-- START OF Dataset excerpts --

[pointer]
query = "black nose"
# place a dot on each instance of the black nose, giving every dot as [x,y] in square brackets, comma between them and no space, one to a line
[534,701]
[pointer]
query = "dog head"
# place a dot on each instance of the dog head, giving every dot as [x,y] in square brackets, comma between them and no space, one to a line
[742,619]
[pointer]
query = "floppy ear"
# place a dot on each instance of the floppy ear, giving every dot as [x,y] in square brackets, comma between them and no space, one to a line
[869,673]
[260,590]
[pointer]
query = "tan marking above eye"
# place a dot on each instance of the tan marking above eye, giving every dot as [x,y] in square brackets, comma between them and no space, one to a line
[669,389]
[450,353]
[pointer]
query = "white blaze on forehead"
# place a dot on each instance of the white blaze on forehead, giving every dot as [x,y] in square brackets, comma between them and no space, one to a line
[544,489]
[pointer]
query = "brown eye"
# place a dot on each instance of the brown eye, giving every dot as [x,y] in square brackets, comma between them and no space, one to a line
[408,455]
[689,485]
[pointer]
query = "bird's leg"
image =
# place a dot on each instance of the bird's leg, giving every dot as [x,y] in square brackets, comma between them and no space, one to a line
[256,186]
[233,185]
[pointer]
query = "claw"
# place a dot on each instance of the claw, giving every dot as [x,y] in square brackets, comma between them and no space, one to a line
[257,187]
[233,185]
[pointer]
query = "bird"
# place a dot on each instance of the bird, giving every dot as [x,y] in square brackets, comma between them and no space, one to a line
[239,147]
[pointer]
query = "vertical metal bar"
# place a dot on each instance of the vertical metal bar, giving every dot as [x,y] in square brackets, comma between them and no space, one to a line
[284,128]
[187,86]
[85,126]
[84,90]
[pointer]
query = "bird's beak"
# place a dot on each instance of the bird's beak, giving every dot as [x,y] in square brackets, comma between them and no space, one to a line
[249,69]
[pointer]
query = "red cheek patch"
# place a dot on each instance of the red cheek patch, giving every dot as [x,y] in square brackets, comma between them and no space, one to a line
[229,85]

-- END OF Dataset excerpts --

▸ Exercise aim
Your task is to quote all of the data word for word.

▸ Expected output
[pointer]
query = "black nose"
# place a dot on each instance of the black nose, giving every dot as [x,y] in square brackets, comma between them and no space, one to a line
[534,701]
[pointer]
query = "dog head"
# place a dot on each instance of the dog head, giving every dot as [x,y] in square brackets, comma between them and no space, one to a line
[742,619]
[pointer]
query = "floppy ear"
# place a dot on each instance of the floppy ear, giving every dot as [x,y] in square brackets, comma between them and no space, one to a line
[869,673]
[260,590]
[pointer]
query = "tan marking above eye"
# place a dot on each instance of the tan marking above eye, giving every dot as [x,y] in square brackets, comma between them and no space, one to a line
[669,389]
[450,353]
[pointer]
query = "white blaze on forehead"
# place a dot on each instance of the white blaze on forehead, giving every dot as [x,y] in square brackets, comma between them and no space, one to a line
[544,489]
[pointer]
query = "brown eye"
# place a dot on each instance of the brown eye, giving every dot as [x,y] in square brackets, comma between them and no space, one to a line
[408,455]
[689,485]
[pointer]
query = "bird's leg"
image =
# place a dot on each instance of the bird's leg, giving every dot as [x,y] in square brackets, comma between them and no space, one to a line
[256,186]
[233,185]
[pointer]
query = "claw"
# place a dot on each instance of the claw, giving every dot as [x,y] in square brackets, comma between them and no space, one to a line
[257,187]
[233,185]
[pointer]
query = "bird"
# place a dot on each instance of the bird, giving every dot as [x,y] in square brackets, comma between them and no space, one to a line
[239,147]
[pointer]
query = "vertical metal bar"
# place a dot on each instance of the vertical metal bar, giving every dot as [x,y] in square brackets, comma between them and no space, one to a line
[284,128]
[187,86]
[85,126]
[84,90]
[pointer]
query = "bird's beak"
# place a dot on each instance of the bird's beak, giving every dot as [x,y] in square brackets, comma between them and no space, one to a line
[249,69]
[pointer]
query = "red cheek patch"
# place a dot on each instance of the red cheek patch, giving every dot as [x,y] in square brackets, comma between them and no space, one to a line
[229,85]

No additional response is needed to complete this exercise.